> [Short task]
Locate every line in the entries below that contains the word "green", and copy each of those lines.

> [Entries supplied]

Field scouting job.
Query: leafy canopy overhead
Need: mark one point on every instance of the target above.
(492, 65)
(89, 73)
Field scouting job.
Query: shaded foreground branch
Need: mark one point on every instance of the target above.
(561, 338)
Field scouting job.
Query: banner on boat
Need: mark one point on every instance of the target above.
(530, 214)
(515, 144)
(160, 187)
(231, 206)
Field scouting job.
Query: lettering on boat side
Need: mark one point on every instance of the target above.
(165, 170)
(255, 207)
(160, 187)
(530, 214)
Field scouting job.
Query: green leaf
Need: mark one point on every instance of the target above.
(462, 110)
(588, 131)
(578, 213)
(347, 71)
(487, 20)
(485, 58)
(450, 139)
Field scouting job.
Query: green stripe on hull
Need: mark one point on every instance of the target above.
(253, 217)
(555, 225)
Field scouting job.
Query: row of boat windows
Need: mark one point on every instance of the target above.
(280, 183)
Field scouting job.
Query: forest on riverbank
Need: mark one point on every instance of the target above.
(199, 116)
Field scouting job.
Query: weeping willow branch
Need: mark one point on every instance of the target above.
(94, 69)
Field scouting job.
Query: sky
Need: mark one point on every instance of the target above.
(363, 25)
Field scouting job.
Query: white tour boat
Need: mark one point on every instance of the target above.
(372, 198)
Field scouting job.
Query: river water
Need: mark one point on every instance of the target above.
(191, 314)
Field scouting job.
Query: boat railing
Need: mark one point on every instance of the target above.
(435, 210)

> [Result for this exercise]
Query: green leaf
Query: green stripe on hull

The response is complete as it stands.